» **TEXT FOR ANALYSIS**
[Start of section]
Playwright/director Matthew MacKenzie takes audiences on a strange and hermetic journey into loneliness
THE PARTICULARS by Matthew MacKenzie (Punctuate! Theatre, The Theatre Centre). At the Theatre Centre (1115 Queen West). Runs to October 26. $20-$30. 416-538-0988, theatrecentre.org. See listings. Rating: NNNN
Many things are keeping Gordon (Simon Bracken) awake. Toxic fumes linger in his home long after the renovators he hired have completed their work. An inexplicable scratching sound emanates from within his walls. Over the course of this eerily absorbing work from Edmonton playwright/director Matthew MacKenzie (Bears), Gordon will narrate seven days in which things mostly adhere to his strict routine and yet everything is unnervingly askew.
On a bare stage decorated solely with an undulating spectral scrim, Gordon is accompanied by a septet of dancers sheathed in diaphanous white veils. Gordon himself is clad in tighty-whities, a kimono and glasses, an outfit that renders him at once constantly ready for bed and constantly vigilant. With his red-rimmed eyes and tense lower jaw, Gordon speaks of himself in the third person. He describes his daily habits and professional life, his formative experiences and social coping mechanisms, his gardening woes and acts of kindness toward forsaken felines, all the while speaking in ominous tones that, to blackly comical effect, infuse seemingly innocuous activities and personal tragedy with equal gravity. Which is exactly how everything seems when you can’t sleep: the slightest nuisance or fraught thought can trigger a flood of existential dread.
Choreographed by Alida Kendell, the dancers shiver, whirl and scurry. They gesticulate and interact as a kind of mute chorus. At times they embody a battalion of ladybugs. When they tilt their heads back, the fabric tightens on their faces and gives the illusion of asphyxiation. They express myriad anxieties Gordon only alludes to.
The Particulars has no credited sound designer, but the soundscape, which includes excerpts from Henryk Górecki’s Symphony Of Sorrowful Songs and Carl Orff’s Carmina Burana, is bleak, dramatic and overfamiliar to a degree that it could register as parody. That’s not altogether inappropriate for this hermetic journey into loneliness, insomnia and grief, which sustains a delicate balance of humour, strangeness and poignancy throughout its 75-minute runtime.
The Particulars, which closes this weekend, has evolved since its initial iteration into something lean and haunting. Don’t sleep on this one.
[End of section]
» **PROBLEM REQUIREMENTS**
Rewrite the part of the review that begins with "Playwright/director Matthew MacKenzie takes" and ends with "is unnervingly askew.", replacing "renovators" with "contractors".

» **EXCERPTED DATA**
[Start of section]
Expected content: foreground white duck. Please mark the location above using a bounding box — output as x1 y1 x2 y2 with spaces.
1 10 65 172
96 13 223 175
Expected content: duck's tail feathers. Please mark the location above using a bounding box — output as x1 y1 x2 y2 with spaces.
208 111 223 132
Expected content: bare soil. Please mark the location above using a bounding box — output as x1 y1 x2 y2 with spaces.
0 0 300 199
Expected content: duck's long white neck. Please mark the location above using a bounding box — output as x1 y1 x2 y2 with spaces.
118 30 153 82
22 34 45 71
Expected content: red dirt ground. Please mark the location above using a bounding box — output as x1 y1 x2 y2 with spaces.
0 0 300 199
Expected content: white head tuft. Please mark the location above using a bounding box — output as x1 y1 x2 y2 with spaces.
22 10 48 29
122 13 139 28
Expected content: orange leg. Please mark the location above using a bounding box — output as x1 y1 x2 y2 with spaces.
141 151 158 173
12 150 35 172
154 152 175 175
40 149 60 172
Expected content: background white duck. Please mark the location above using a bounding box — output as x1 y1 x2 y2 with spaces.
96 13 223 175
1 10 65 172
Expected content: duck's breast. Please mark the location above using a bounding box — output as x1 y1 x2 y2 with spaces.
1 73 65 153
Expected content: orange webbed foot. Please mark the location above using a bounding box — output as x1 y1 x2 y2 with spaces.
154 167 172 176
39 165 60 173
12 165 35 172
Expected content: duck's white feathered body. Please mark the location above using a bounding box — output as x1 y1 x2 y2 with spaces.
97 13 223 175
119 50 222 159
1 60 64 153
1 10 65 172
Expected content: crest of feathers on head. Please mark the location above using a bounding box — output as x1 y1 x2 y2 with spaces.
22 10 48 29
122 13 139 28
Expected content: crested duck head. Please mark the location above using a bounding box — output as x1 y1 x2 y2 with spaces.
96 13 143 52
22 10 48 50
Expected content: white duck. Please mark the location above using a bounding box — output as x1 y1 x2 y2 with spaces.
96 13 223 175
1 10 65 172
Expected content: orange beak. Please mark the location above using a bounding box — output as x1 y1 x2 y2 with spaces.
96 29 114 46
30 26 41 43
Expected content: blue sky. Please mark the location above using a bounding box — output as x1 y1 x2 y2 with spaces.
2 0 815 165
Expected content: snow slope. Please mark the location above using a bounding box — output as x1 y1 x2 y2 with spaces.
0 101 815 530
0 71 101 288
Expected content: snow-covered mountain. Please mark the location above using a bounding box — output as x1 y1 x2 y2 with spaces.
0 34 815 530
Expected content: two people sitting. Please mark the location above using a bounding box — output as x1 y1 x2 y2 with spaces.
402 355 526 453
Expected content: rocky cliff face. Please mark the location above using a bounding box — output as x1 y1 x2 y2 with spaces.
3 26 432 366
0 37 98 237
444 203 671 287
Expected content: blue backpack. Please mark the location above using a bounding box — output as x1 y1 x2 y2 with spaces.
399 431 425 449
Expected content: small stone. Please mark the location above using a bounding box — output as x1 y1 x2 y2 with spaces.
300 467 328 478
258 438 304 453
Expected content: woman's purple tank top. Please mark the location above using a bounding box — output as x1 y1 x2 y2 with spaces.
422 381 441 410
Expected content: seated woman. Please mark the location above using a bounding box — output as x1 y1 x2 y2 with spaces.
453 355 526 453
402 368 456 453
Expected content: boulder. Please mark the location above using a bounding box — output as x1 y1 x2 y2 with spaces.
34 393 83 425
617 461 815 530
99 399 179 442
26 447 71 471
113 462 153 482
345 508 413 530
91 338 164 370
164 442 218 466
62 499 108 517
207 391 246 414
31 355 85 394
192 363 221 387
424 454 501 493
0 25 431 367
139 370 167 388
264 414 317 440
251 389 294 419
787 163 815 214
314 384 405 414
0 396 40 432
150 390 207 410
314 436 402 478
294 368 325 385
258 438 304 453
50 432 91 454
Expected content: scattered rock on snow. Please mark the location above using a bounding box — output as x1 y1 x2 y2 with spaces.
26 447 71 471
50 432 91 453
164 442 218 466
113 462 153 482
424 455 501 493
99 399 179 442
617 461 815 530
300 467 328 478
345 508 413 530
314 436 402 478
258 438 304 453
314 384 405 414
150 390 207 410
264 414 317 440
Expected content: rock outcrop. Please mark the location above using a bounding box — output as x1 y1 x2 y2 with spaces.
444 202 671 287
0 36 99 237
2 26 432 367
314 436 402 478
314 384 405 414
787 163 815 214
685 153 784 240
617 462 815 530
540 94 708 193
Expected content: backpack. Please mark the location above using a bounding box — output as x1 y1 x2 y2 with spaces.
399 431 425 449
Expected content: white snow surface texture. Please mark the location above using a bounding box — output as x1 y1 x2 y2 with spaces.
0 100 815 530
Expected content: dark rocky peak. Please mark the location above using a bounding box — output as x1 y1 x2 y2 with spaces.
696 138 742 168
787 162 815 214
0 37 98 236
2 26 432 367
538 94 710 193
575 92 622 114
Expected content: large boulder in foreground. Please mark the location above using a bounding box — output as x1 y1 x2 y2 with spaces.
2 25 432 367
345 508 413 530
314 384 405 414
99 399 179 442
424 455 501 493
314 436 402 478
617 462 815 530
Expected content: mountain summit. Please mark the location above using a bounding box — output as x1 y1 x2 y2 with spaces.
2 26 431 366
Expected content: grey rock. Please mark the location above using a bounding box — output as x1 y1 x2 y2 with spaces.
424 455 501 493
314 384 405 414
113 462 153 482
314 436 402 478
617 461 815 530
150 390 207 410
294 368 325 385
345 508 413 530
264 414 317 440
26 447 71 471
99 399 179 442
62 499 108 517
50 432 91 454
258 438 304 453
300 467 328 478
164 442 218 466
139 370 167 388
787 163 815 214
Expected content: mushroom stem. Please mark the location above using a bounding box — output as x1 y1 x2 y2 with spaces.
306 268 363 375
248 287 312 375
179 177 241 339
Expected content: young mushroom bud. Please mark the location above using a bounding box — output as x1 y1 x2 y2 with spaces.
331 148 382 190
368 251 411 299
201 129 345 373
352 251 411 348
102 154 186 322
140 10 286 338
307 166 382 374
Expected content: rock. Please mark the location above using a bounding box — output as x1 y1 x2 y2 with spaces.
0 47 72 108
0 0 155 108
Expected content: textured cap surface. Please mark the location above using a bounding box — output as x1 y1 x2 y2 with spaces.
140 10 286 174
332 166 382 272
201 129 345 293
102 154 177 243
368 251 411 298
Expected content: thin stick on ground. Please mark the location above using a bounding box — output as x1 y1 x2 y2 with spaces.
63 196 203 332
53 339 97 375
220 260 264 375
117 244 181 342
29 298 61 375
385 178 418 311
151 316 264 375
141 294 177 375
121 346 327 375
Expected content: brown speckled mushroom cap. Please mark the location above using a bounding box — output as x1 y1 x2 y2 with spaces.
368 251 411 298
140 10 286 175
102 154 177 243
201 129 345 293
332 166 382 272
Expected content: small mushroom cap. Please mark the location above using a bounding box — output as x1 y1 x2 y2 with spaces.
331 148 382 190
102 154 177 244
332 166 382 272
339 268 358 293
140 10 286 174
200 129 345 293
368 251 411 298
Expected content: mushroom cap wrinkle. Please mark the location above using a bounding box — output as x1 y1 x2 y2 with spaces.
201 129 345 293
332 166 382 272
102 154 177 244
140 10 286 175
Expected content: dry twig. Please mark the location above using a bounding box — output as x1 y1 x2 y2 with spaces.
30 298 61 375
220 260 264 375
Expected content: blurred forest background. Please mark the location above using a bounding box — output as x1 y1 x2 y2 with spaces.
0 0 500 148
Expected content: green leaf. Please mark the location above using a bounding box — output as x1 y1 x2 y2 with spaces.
[End of section]
» **FINAL ANSWER**
Playwright/director Matthew MacKenzie takes audiences on a strange and hermetic journey into loneliness
THE PARTICULARS by Matthew MacKenzie (Punctuate! Theatre, The Theatre Centre). At the Theatre Centre (1115 Queen West). Runs to October 26. $20-$30. 416-538-0988, theatrecentre.org. See listings. Rating: NNNN
Many things are keeping Gordon (Simon Bracken) awake. Toxic fumes linger in his home long after the contractors he hired have completed their work. An inexplicable scratching sound emanates from within his walls. Over the course of this eerily absorbing work from Edmonton playwright/director Matthew MacKenzie (Bears), Gordon will narrate seven days in which things mostly adhere to his strict routine and yet everything is unnervingly askew.